/---

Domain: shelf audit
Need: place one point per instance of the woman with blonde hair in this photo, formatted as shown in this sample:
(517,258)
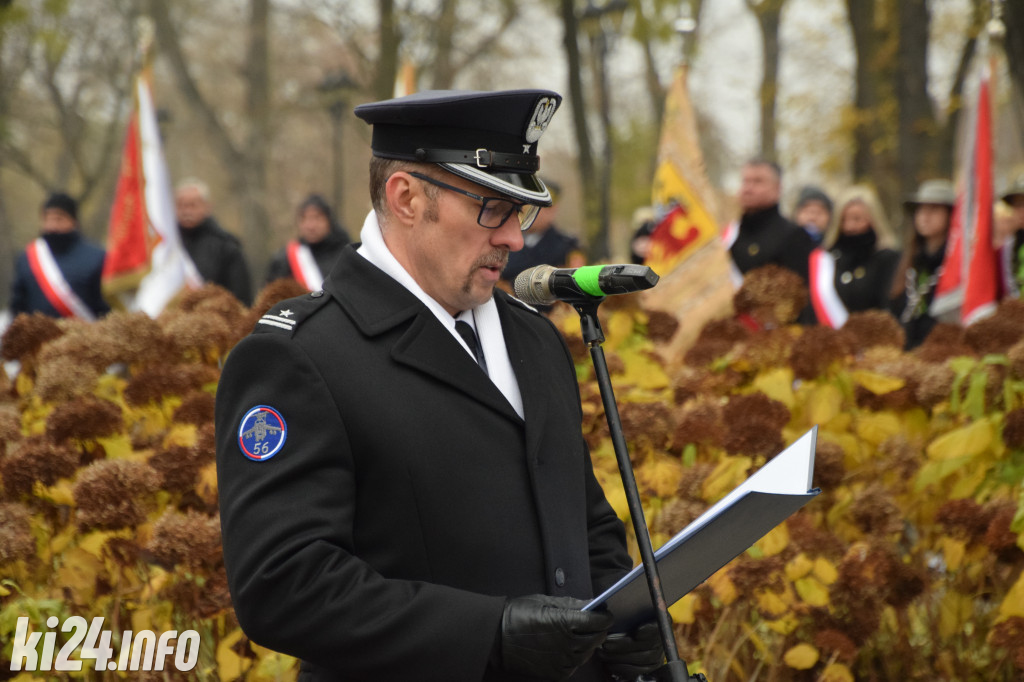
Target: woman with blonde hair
(860,243)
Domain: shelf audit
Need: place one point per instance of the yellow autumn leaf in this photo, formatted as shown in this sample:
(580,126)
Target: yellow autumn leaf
(660,475)
(775,541)
(229,665)
(969,440)
(812,591)
(59,494)
(730,472)
(771,603)
(777,384)
(723,587)
(836,673)
(954,610)
(684,610)
(801,656)
(825,570)
(877,427)
(823,403)
(1013,603)
(798,566)
(879,384)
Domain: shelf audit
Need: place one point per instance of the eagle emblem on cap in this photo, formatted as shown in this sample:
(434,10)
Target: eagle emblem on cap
(542,117)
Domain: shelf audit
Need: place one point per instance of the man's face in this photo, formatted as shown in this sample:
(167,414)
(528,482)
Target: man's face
(931,220)
(454,259)
(190,207)
(759,187)
(56,221)
(813,214)
(313,225)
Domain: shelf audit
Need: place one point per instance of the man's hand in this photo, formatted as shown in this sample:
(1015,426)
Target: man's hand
(549,637)
(628,655)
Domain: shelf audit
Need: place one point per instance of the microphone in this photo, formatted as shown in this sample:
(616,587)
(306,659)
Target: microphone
(544,285)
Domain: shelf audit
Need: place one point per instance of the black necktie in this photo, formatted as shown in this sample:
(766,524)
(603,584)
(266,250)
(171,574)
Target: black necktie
(469,336)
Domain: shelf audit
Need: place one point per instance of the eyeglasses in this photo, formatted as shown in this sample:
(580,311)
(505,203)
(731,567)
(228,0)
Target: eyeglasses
(494,210)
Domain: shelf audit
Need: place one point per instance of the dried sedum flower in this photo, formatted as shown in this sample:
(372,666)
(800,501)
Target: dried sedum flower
(27,334)
(87,418)
(114,494)
(36,459)
(15,533)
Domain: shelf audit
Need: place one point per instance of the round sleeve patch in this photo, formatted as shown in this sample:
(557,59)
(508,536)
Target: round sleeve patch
(262,433)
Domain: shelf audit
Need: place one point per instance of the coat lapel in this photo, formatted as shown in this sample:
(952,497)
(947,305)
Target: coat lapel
(377,304)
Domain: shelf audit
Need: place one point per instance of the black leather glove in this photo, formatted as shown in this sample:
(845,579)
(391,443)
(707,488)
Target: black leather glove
(627,655)
(549,637)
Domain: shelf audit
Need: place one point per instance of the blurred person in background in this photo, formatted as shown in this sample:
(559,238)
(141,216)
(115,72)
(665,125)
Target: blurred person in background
(918,273)
(545,244)
(308,258)
(813,212)
(762,236)
(1012,250)
(216,252)
(861,243)
(59,272)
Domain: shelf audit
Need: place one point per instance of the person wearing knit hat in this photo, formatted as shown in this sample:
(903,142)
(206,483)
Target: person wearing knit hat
(813,212)
(404,489)
(59,272)
(321,239)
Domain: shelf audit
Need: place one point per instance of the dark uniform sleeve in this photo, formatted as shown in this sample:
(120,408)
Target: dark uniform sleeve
(297,584)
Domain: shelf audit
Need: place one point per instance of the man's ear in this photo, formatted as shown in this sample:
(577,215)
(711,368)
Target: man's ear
(400,194)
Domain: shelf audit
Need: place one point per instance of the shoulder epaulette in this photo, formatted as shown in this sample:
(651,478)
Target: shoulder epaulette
(286,315)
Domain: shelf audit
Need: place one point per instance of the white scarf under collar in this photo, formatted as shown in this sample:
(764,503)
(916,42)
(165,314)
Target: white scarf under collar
(484,317)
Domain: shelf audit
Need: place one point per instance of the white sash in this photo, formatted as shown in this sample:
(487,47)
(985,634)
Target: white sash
(53,284)
(304,268)
(827,305)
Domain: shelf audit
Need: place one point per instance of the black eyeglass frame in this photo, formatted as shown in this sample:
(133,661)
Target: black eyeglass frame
(525,218)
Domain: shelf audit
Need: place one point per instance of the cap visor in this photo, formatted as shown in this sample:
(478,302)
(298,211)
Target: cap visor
(523,186)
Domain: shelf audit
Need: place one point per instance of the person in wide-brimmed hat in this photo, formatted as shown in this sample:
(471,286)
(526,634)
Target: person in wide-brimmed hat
(918,274)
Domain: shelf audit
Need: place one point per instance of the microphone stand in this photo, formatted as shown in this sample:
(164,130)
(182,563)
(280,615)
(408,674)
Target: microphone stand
(675,670)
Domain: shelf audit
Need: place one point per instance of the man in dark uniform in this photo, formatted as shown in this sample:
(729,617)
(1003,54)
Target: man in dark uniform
(764,236)
(404,491)
(216,252)
(59,273)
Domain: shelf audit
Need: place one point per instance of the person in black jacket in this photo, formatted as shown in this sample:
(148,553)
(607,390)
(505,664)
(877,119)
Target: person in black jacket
(764,236)
(312,255)
(861,242)
(919,269)
(404,489)
(59,273)
(216,252)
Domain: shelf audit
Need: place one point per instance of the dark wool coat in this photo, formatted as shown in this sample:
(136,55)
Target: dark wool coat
(218,258)
(409,499)
(80,261)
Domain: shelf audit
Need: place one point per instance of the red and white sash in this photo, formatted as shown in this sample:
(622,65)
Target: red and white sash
(303,265)
(729,235)
(827,305)
(52,282)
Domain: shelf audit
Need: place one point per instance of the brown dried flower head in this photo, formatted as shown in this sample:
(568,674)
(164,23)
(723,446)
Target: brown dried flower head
(15,533)
(773,296)
(36,459)
(27,334)
(87,418)
(114,494)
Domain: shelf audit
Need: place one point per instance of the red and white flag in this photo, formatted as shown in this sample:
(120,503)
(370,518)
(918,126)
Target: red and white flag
(970,272)
(146,265)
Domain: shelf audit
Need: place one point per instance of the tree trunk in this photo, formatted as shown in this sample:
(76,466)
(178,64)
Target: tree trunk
(588,175)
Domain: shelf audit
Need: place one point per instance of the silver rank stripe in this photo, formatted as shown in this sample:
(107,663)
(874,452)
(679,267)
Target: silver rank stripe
(274,321)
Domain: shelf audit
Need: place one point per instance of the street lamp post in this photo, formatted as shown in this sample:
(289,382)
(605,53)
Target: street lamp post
(335,88)
(602,24)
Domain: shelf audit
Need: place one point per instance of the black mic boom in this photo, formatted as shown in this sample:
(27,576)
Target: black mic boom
(544,285)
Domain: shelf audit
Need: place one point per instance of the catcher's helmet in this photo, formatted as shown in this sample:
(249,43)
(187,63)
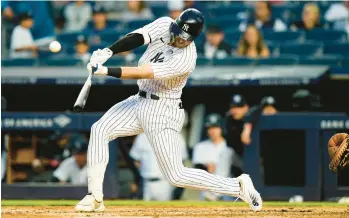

\---

## Short exercise
Gather every line in the material above that contains the string "microphone", and copy each one in full.

## Response to the exercise
Need: place one point per instance of the microphone in this photo, formatted as shown in this sample:
Target: microphone
Need: place one point per instance of the microphone stand in this photo, formatted as shown in this sample:
Target: microphone stand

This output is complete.